Para no perderse “Perdidos”
Voy a aprovechar los estertores ardientes del estío para darme a mí mismo una tregua. Para no tener que enfangarme todavía en la contemplación fría y objetiva de nuestra actualidad y nuestras expectativas; para no tener que llenar mi página de exabruptos, como hay quien hace, equitativamente repartidos en mi caso a derecha e izquierda, que yo vivo ayuno de pesebres, no le debo nada a nadie y mantengo una saludable equidistancia de las cuerdas políticas a las que a alguno le encantaría adscribirme.
Te voy a dar a ti también un respiro, lector amigo, entre esta ensalada de mentiras, demagogia e incompetencia con que cotidianamente te amargan el cada vez más duro e incierto pan los políticos y sus voceros y secuaces.
Te voy a hablar, en cambio, de una grata e ingeniosa ficción. Esta al menos no tiene otro fin que el de solazarte, y no pretende, como las esgrimidas por quienes tú sabes, hacerte comulgar con ruedas de molino.
Se trata de una serie de televisión en la que concurren calidades insólitas de buena factura y amenidad, que le han otorgado una muy poco frecuente unanimidad de valoración positiva de público y crítica.

> [Tareas requeridas]
- a) Traduce al inglés esta oración del texto sobre la serie «Perdidos»: «Se trata de una serie de televisión en la que concurren calidades insólitas de buena factura y amenidad, que le han otorgado una muy poco frecuente unanimidad de valoración positiva de público y crítica».
- b) Según el texto sobre la serie «Perdidos», ¿qué elementos componen la «ensalada» con que los políticos y sus voceros y secuaces amargan el pan del lector? Enuméralos todos.
- c) Prosigue el texto sobre la serie «Perdidos» a partir de su última oración.

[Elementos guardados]
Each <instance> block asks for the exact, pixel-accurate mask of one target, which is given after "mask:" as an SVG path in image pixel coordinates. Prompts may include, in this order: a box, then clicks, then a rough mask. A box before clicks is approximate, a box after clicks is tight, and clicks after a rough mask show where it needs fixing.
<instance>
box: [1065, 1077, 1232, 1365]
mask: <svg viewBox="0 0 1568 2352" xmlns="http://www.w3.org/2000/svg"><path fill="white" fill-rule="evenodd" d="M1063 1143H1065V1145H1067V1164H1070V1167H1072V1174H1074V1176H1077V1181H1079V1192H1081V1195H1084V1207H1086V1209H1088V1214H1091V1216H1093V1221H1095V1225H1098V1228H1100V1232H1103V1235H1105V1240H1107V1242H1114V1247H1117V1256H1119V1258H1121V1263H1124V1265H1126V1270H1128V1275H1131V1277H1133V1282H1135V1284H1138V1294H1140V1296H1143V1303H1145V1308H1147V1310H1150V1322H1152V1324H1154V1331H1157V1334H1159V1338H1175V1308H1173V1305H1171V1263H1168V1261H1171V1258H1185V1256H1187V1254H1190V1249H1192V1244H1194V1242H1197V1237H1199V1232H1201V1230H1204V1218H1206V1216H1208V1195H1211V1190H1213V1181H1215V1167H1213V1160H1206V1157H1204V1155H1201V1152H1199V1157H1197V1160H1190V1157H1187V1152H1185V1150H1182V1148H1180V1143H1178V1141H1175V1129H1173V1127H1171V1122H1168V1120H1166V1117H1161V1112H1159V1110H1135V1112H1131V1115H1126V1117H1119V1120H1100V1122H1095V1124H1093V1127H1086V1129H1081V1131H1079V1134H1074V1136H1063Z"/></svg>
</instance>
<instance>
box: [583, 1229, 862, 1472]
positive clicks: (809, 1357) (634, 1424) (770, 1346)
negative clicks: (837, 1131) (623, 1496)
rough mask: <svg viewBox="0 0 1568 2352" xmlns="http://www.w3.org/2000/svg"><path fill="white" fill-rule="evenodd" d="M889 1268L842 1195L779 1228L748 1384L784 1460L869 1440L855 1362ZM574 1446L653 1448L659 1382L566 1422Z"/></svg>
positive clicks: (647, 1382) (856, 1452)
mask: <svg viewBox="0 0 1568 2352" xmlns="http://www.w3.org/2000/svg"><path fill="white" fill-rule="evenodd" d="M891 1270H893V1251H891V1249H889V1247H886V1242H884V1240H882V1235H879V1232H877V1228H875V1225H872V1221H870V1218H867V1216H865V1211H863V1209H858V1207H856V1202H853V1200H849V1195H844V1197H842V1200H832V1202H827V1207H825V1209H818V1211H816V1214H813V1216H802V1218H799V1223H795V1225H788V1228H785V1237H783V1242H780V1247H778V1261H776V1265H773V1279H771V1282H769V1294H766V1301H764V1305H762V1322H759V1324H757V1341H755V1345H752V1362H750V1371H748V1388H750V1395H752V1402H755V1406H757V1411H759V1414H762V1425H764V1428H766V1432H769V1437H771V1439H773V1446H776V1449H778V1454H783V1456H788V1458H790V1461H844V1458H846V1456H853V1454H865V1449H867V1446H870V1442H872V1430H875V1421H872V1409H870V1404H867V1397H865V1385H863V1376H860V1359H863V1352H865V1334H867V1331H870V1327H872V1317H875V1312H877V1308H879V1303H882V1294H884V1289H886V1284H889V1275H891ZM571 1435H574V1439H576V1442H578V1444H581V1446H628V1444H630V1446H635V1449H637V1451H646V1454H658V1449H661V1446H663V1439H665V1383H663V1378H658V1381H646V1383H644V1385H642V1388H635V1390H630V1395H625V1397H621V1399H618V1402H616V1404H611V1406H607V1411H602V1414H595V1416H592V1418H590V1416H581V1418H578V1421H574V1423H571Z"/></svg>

> [Resultados esperados]
- a) It is a television series in which unusual qualities of fine craftsmanship and entertainment value come together, and these have earned it a very rare unanimity of positive assessment from both audiences and critics.

- b) Mentiras, demagogia e incompetencia.

- c)
Una serie que llega a todos, y puede satisfacer tanto a quien busca mero entretenimiento como a quien tiene un paladar exigente y aprecia el planteo de temas profundos y enjundiosos.
Me refiero a la serie “Perdidos” (Lost). Se han emitido capítulos recientemente por televisión, pero yo recomiendo hacerse con la edición en video de las sucesivas temporadas. Y lo hago por el mismo motivo por el que recomendaría hacerse con “Los tres mosqueteros”, pongamos por caso, en edición íntegra, y no por entregas parciales, como apareció esta obra inicialmente.
¿Qué tiene que ver “Perdidos” con “Los tres mosqueteros”, o con los extensos novelones de Carlos Dickens, del género “Oliver Twist” o “La historia de dos ciudades”.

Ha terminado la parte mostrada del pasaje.